Наконец, последнее методологическое соображение. Нередко говорят о вселенском, космическом сознании (кто, где и когда его видел?), но есть космос, и есть атом, который, несмотря на свою малость, тоже представляет собой космическое явление. Равным образом, есть «микро-акт» сознания, который, по определению, есть творческий акт. Разница между космическим сознанием и таким актом не меньше, чем разница между космосом и атомом. Акт сознания по сравнению с космическим сознанием кажется бесконечно малым, хотя без первого не было бы второго. Не поверить ли психологам физику и философу Г. Вейлю, предложившему важный для современной физики принцип понимания внешнего мира на основе его понимания в бесконечно малом. Приняв принцип Вейля, я не чураюсь ни большого, ни малого, например, затмевающего вечность мгновения. Это нашло выражение в названии и в содержании книги.

§ 2. Редукция – бич сознания

Психология – удивительная наука. Ее отличает от других наук количество и разнообразие форм редукции психики к тому, что психикой не является. В этом можно было бы не видеть большой беды, если бы каждая из форм редукции не претендовала на конечное объяснение психики и сознания. Я даже как-то сформулировал правило: чем больше неудачников притекает из своих областей в психологию, тем больше и разнообразнее становятся формы редукции. Но неудачи преследуют неудачников и в психологии, которая оказывается достаточно остойчивой. Парадоксально, но факт – остойчивость ей как раз и придает бессилие редукционистов. Психологию можно уподобить Останкинской телевизионной башне (лучше – до пожара). Логики, математики, физики, инженеры, социологи, физиологи, генетики – каждый тянет ее в свою сторону, но силы уравновешиваются, и она стоит, хотя вершина ее раскачивается с амплитудой 10–12 метров.

Спору нет, многие свойства психики можно изучать не психологическими методами. По словам А. М. Пятигорского, об этом знали еще древние буддисты. Замечательные физики С. И. Вавилов и Ю. Б. Харитон открыли, что человеческий глаз чувствителен к нескольким квантам света. Но Вавилов, написавший книгу «Глаз и Солнце», вовсе не претендовал на понимание и объяснение образа мира, складывающегося у человека. Здесь будет рассмотрена лишь одна форма редукции сознания – редукция к деятельности мозга.

СОХРАНЁННЫЕ СТРОКИ:
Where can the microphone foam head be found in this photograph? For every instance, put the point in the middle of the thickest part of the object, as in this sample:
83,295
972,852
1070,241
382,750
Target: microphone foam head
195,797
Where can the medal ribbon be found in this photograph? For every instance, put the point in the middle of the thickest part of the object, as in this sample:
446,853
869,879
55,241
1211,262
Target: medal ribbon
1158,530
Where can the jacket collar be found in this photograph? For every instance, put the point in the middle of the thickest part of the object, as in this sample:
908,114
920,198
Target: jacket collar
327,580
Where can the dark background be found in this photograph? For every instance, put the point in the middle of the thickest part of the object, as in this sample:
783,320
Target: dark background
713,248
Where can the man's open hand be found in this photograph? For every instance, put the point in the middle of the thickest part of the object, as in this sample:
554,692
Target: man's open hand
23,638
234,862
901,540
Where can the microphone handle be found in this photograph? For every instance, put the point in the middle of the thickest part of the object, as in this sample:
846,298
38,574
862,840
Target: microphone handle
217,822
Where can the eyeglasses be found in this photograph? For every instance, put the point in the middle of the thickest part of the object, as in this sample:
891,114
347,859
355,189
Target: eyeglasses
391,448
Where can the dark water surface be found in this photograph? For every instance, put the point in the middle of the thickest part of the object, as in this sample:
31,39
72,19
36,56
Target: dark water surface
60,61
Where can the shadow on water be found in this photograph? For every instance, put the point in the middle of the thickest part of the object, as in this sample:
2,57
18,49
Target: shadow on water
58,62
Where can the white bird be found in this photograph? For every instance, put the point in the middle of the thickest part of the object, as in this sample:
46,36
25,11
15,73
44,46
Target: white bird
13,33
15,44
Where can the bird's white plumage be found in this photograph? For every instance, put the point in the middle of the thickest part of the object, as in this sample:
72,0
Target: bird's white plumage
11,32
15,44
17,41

ЗАДАНИЕ: Перепишите слово в слово отрывок из статьи о сознании начиная со слов «Психология – удивительная» и заканчивая словами «амплитудой 10–12 метров.» включительно.

ПОЛНЫЙ ОТВЕТ:
Психология – удивительная наука. Ее отличает от других наук количество и разнообразие форм редукции психики к тому, что психикой не является. В этом можно было бы не видеть большой беды, если бы каждая из форм редукции не претендовала на конечное объяснение психики и сознания. Я даже как-то сформулировал правило: чем больше неудачников притекает из своих областей в психологию, тем больше и разнообразнее становятся формы редукции. Но неудачи преследуют неудачников и в психологии, которая оказывается достаточно остойчивой. Парадоксально, но факт – остойчивость ей как раз и придает бессилие редукционистов. Психологию можно уподобить Останкинской телевизионной башне (лучше – до пожара). Логики, математики, физики, инженеры, социологи, физиологи, генетики – каждый тянет ее в свою сторону, но силы уравновешиваются, и она стоит, хотя вершина ее раскачивается с амплитудой 10–12 метров.